→ Written exercise
Nothing may be dropped or altered: reproduce all the data.

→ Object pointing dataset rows

----

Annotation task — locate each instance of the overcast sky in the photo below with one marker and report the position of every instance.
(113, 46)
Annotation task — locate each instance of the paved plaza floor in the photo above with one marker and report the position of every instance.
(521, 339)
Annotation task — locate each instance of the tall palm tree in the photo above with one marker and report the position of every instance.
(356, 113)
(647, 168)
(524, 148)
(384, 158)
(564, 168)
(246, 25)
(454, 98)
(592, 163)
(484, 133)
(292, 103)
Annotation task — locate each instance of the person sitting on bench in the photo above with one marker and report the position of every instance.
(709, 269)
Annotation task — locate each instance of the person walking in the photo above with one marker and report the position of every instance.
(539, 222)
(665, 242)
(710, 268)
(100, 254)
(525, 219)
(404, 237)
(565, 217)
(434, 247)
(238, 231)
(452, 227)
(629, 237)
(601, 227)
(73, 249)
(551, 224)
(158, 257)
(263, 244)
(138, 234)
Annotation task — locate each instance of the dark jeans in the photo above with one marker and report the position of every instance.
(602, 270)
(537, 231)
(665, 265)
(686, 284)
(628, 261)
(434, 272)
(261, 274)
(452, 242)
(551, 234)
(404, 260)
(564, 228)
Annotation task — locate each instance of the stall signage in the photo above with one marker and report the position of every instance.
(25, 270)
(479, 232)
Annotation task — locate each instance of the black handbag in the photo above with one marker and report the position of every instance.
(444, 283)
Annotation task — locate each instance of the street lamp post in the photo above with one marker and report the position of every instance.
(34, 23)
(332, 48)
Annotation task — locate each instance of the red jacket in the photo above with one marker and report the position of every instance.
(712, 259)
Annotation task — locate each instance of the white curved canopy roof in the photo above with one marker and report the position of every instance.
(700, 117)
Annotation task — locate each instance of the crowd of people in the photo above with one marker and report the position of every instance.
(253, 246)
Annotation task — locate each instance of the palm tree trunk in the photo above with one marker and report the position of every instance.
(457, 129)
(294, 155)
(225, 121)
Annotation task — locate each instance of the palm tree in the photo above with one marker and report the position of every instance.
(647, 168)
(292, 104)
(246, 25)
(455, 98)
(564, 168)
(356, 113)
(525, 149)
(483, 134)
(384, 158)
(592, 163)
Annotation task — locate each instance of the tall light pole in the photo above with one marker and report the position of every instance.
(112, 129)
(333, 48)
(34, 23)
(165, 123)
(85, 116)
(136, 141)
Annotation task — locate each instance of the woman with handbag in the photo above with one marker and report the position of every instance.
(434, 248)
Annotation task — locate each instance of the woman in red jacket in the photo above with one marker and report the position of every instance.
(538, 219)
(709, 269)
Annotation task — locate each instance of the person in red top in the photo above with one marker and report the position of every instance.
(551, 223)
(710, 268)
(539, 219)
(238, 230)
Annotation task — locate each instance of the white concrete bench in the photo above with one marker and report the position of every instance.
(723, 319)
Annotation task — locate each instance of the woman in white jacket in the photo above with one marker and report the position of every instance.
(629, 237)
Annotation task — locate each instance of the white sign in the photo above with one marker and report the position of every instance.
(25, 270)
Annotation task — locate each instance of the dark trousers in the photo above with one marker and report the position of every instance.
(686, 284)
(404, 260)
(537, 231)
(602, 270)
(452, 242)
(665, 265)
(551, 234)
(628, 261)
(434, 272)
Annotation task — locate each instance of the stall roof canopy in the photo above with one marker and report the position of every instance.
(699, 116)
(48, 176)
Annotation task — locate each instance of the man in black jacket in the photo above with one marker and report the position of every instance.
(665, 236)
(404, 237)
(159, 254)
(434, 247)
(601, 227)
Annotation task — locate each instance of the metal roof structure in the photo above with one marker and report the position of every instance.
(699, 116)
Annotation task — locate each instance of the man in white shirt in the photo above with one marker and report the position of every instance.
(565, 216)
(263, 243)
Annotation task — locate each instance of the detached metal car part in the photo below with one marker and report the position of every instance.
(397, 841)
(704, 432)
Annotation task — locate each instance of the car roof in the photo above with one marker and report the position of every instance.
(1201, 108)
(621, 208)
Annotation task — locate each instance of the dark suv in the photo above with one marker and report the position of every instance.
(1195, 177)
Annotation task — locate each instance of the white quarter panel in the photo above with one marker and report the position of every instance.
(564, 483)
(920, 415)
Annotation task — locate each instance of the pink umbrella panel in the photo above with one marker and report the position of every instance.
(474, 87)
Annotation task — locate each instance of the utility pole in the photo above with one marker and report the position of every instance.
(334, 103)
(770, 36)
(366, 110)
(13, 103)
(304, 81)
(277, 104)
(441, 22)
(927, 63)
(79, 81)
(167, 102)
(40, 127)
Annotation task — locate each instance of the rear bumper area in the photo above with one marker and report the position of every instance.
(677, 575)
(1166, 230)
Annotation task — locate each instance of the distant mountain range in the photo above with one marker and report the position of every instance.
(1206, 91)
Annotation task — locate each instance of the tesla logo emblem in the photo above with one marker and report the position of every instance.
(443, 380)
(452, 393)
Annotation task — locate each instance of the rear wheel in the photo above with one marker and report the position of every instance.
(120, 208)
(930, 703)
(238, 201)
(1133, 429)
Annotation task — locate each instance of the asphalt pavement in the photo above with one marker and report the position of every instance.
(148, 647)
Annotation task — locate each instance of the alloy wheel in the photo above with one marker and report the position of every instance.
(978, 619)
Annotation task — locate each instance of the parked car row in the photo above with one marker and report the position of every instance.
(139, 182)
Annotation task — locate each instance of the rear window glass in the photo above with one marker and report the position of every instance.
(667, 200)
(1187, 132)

----

→ Answer to this task
Annotation task — locate each instance of the overcast sky in the photo below with one marker and report the position of every instance.
(113, 46)
Annotation task — locate each instance of the paved plaza floor in the photo above with one marker and report the position of every instance.
(521, 339)
Annotation task — locate each instance of the tall palm tree in the photo above with one marker and report the position of every instance.
(356, 113)
(647, 168)
(524, 148)
(384, 158)
(564, 168)
(246, 25)
(454, 98)
(592, 163)
(484, 133)
(292, 103)
Annotation task — locate each instance of the person sitting on bench in the photo above with one marker and report the position of every instance.
(709, 269)
Annotation task — locate each instance of the person walking in the photo above with one marker and report the position of every instance.
(539, 222)
(665, 242)
(710, 268)
(100, 254)
(525, 219)
(404, 237)
(565, 217)
(434, 247)
(238, 231)
(452, 227)
(629, 237)
(601, 227)
(73, 249)
(551, 224)
(158, 257)
(263, 244)
(138, 234)
Annotation task — locate each instance of the dark jeans in the photo above with one marker and report the position of every instance.
(602, 270)
(537, 231)
(665, 265)
(686, 284)
(628, 261)
(434, 272)
(261, 274)
(452, 242)
(551, 234)
(404, 260)
(564, 228)
Annotation task — locate each instance of the stall signage in the photo above with one marker and report the position of every instance.
(25, 270)
(479, 232)
Annotation task — locate each instance of the black handbag in the photo above with one marker and report the position of every instance.
(444, 283)
Annotation task — locate each instance of the street lamp post in the photo above with one marker and report the position of every instance.
(34, 23)
(332, 48)
Annotation task — locate each instance of the red jacket in the photo above with one marker and report the position of every instance.
(712, 259)
Annotation task — locate each instance of the white curved canopy roof in the photo above with one marker and report the position of every instance.
(700, 117)
Annotation task — locate each instance of the crowd of people in the photo above with one marker and report the position of every instance.
(253, 246)
Annotation task — locate each instance of the palm tree trunk in the photo above with one marker and report the position of every instance.
(457, 129)
(294, 155)
(225, 121)
Annotation task — locate each instance of the palm tree in the photo above with one marker and report the position of every instance.
(647, 168)
(292, 104)
(246, 25)
(455, 98)
(564, 168)
(356, 113)
(525, 149)
(483, 134)
(384, 158)
(592, 163)
Annotation task — locate each instance of the tall light pole in the photo above with one marker and report the position of every instance.
(112, 129)
(333, 48)
(34, 23)
(165, 123)
(85, 116)
(136, 141)
Annotation task — locate each instance of the woman with handbag in the photo above with one marker and report the position of every instance.
(434, 248)
Annotation task — locate each instance of the woman in red jacket in the photo above with one marker and report the position of every instance.
(538, 219)
(709, 269)
Annotation task — locate each instance of the person in red top in the photo above with one marker and report the position of every instance.
(551, 223)
(710, 268)
(539, 219)
(238, 230)
Annotation task — locate each instance of the white concrete bench in the photo above with one marker and report the position of every instance.
(723, 319)
Annotation task — locate each instance of the woman in white jacket in the photo above with one marker and report the position of every instance.
(629, 237)
Annotation task — locate each instance of the white sign in the photo above with one marker and report the position of every instance.
(25, 270)
Annotation task — locate each instance of the dark trousers in the photo above with one marker and report the position of every instance.
(686, 284)
(404, 260)
(537, 231)
(602, 270)
(452, 242)
(665, 265)
(551, 234)
(628, 261)
(434, 272)
Annotation task — locate each instance of the stall roof canopy in the photo above with one marker and report the position of every instance.
(699, 116)
(48, 176)
Annotation task — locate each instance of the man in black jacket in the photo above with one marker and report the position of every instance.
(665, 236)
(404, 237)
(159, 254)
(434, 247)
(601, 227)
Annotation task — locate each instance of the metal roof structure in the photo above with one marker and report the position of every instance.
(699, 116)
Annotation task — locate each instance of the man in white shirt in the photo above with one marker and report the position of every instance.
(565, 216)
(263, 243)
Annotation task — locate each instance of the detached metal car part in the photo below with one marker and report the position of every instance.
(397, 841)
(704, 432)
Annotation task — locate each instance of the car roof in the photo above with one marker and report the position of every instance.
(1201, 108)
(621, 208)
Annotation task — locate each instance of the dark suv in the photo above with one marker and report the position of every instance.
(1195, 177)
Annotation task — locate each instance of the white quarter panel in the photo above with one marker and report the position of every instance.
(564, 483)
(920, 415)
Annotation task — locate each instance of the pink umbrella panel in the photo above with one marker and report the position of every instance.
(474, 87)
Annotation task — locate each instance of the utility pole in the photo above with one marker and report the position of every instance.
(334, 103)
(770, 36)
(366, 110)
(13, 103)
(304, 81)
(277, 104)
(441, 22)
(927, 63)
(79, 81)
(167, 102)
(40, 127)
Annotation task — locate each instance of the rear bumper area in the photo above with one marker and report the position of every instance.
(677, 575)
(1166, 230)
Annotation task — locate each instance of the distant mountain range in the photo above with one marker and report the position of every instance.
(1206, 91)
Annotation task — locate each instance of the tesla logo emblem in the photo above with one marker and report the position of every instance.
(443, 380)
(452, 393)
Annotation task — locate each instance of the rear wheel in the photo above with one marker and report the position of every instance.
(120, 208)
(930, 703)
(238, 201)
(1133, 429)
Annotation task — locate each instance of the asphalt pavement in the photo above with one marker and report the position of every instance.
(148, 647)
Annotation task — locate each instance of the alloy wheel in the photo above with one marker and report the position of every instance.
(978, 619)
Annotation task — locate each instance of the parked car row in the photo above with one marker and report the position of every instance.
(139, 182)
Annotation task — locate each instance of the rear window glass in the photo above with one marker and report the position of every instance.
(667, 200)
(1187, 132)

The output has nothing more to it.